Problem details:
Those lines of the following listing which contain the string "railing" should be returned.

Given information:

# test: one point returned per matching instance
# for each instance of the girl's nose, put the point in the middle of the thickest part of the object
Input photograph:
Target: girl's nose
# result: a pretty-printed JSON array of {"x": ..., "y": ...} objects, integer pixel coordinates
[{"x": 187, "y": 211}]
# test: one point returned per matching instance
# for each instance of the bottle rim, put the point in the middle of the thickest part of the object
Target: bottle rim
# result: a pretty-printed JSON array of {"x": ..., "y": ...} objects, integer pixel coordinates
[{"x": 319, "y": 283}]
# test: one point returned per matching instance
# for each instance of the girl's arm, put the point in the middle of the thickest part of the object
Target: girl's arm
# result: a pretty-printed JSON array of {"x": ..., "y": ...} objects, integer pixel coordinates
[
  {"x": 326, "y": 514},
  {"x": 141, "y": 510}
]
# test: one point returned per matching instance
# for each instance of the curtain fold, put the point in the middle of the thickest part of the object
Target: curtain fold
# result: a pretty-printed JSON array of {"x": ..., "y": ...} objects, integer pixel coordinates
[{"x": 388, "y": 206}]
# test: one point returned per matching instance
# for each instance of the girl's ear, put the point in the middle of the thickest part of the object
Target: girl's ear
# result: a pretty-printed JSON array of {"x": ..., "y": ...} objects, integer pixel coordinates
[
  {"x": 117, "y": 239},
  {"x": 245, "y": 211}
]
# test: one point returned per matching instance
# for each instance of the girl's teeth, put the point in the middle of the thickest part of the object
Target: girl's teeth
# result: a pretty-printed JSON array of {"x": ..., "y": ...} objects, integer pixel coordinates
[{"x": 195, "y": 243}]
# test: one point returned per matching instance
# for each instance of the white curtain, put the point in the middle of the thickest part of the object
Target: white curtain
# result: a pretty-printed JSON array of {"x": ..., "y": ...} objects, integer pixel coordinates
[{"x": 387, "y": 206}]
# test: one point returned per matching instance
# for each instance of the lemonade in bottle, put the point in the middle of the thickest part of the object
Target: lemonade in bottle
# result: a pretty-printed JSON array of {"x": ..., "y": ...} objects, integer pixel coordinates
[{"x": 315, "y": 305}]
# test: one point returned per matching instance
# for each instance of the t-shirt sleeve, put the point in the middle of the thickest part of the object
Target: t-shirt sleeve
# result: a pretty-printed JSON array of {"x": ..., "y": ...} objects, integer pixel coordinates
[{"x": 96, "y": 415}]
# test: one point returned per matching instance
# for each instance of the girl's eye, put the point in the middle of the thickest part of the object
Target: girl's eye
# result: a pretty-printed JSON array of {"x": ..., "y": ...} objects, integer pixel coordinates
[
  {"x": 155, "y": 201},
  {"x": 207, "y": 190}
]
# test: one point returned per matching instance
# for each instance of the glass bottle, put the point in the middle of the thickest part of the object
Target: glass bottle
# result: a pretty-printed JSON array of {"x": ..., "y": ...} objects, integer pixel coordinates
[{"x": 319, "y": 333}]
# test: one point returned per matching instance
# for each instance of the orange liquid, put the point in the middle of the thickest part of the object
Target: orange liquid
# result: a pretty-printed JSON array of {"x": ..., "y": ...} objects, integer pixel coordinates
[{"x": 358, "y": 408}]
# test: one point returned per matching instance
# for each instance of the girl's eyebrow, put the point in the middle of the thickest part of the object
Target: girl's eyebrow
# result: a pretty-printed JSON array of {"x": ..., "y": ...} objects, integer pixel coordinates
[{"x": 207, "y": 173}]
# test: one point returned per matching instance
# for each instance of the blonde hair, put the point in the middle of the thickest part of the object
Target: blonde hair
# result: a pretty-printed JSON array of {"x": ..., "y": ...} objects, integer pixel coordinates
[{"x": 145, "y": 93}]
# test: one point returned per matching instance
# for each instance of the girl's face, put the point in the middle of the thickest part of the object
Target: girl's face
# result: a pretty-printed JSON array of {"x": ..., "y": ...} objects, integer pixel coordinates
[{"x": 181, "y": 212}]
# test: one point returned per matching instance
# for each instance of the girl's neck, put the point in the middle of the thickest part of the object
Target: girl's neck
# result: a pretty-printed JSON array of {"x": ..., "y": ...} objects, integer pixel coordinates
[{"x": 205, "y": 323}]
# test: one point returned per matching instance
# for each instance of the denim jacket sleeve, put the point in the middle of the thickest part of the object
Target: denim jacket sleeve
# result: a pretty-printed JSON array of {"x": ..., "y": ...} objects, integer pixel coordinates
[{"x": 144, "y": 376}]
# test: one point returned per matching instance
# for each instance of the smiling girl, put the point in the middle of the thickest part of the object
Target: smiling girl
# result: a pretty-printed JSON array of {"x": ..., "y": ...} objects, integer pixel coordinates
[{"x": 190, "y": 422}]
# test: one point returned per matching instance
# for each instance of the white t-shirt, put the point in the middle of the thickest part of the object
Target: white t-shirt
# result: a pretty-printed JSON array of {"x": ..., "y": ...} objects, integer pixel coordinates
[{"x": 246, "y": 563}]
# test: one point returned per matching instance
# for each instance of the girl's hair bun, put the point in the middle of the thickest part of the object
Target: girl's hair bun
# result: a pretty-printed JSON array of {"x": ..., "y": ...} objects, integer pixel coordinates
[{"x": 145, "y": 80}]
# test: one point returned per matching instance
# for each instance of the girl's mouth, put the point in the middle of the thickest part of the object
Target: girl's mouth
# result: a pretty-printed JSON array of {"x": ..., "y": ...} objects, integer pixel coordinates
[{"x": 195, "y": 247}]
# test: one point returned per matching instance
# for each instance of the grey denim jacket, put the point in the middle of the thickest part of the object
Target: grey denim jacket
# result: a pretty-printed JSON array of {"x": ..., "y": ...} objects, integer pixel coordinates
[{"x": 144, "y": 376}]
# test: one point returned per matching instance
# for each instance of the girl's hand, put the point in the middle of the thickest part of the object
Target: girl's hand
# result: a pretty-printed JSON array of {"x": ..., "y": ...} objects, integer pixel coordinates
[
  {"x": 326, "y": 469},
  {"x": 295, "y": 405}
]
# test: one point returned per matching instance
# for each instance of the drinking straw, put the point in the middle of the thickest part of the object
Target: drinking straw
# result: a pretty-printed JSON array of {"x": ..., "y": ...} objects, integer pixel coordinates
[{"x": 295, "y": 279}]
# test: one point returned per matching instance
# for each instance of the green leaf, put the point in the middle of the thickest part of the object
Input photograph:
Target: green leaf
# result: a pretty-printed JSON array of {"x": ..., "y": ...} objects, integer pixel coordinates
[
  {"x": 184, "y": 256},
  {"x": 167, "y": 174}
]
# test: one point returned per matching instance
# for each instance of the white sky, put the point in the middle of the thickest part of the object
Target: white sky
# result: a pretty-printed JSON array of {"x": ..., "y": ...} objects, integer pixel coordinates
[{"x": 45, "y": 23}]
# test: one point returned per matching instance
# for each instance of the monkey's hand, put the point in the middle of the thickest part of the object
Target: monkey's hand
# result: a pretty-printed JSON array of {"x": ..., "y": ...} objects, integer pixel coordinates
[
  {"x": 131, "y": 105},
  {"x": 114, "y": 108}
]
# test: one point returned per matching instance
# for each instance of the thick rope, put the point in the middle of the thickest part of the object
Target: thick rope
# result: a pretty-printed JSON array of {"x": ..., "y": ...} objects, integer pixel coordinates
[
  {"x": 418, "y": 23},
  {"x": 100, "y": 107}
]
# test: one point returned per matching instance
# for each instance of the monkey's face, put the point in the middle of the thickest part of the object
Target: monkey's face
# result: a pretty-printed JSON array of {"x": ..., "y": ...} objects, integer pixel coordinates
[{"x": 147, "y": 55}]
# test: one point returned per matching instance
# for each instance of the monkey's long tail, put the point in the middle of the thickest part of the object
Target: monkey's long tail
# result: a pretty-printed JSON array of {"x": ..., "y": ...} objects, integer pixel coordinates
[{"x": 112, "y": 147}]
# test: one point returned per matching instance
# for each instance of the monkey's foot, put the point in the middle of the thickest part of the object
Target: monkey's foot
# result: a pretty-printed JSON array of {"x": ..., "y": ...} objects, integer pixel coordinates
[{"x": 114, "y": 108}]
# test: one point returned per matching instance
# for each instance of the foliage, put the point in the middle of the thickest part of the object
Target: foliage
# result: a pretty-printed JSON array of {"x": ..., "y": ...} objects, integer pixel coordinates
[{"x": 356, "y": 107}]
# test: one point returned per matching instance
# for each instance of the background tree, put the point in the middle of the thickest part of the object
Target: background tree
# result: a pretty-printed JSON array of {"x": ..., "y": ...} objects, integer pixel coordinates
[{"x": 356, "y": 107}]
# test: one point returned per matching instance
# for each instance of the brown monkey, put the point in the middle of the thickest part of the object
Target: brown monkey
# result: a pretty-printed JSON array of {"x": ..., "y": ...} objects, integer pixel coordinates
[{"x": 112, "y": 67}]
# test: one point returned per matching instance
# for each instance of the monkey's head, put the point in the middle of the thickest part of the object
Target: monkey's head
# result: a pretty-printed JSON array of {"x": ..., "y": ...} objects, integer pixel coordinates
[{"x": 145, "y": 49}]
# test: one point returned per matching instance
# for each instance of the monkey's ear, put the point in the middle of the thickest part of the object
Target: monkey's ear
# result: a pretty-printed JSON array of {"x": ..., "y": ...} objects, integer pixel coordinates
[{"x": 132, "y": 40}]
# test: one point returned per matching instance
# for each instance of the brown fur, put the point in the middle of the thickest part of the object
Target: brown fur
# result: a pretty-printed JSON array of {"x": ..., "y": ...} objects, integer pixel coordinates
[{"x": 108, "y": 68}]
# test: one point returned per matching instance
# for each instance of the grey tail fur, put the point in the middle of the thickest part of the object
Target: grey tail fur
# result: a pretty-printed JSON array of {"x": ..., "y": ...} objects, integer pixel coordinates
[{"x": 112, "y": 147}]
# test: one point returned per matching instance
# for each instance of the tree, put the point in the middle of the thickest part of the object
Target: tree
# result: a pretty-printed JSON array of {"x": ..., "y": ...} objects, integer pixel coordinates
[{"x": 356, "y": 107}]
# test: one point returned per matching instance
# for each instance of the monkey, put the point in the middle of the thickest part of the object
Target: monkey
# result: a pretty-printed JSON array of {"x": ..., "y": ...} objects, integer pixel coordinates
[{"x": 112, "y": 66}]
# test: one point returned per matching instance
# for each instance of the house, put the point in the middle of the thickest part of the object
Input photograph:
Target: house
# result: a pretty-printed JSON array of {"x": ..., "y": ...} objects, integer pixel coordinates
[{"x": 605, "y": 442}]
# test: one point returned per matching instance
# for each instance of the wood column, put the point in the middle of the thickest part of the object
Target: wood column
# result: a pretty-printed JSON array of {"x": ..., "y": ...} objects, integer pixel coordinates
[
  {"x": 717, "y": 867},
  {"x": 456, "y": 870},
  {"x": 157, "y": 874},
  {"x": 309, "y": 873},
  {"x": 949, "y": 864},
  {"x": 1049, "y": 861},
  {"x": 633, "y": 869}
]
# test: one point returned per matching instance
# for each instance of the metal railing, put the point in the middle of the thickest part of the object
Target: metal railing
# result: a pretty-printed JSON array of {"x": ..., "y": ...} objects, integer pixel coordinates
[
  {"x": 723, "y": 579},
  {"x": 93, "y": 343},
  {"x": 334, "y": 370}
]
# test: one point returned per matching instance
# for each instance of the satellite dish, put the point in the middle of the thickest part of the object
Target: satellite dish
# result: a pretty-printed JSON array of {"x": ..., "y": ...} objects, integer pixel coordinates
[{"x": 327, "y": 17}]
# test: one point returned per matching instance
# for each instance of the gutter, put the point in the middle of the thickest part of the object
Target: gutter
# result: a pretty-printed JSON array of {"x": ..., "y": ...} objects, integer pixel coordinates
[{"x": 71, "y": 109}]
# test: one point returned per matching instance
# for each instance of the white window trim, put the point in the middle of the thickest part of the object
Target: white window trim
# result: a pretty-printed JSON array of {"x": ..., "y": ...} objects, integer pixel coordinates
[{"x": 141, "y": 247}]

Expected answer:
# for each instance of the metal railing, put the point in the middle of the thickest part of the object
Target: metal railing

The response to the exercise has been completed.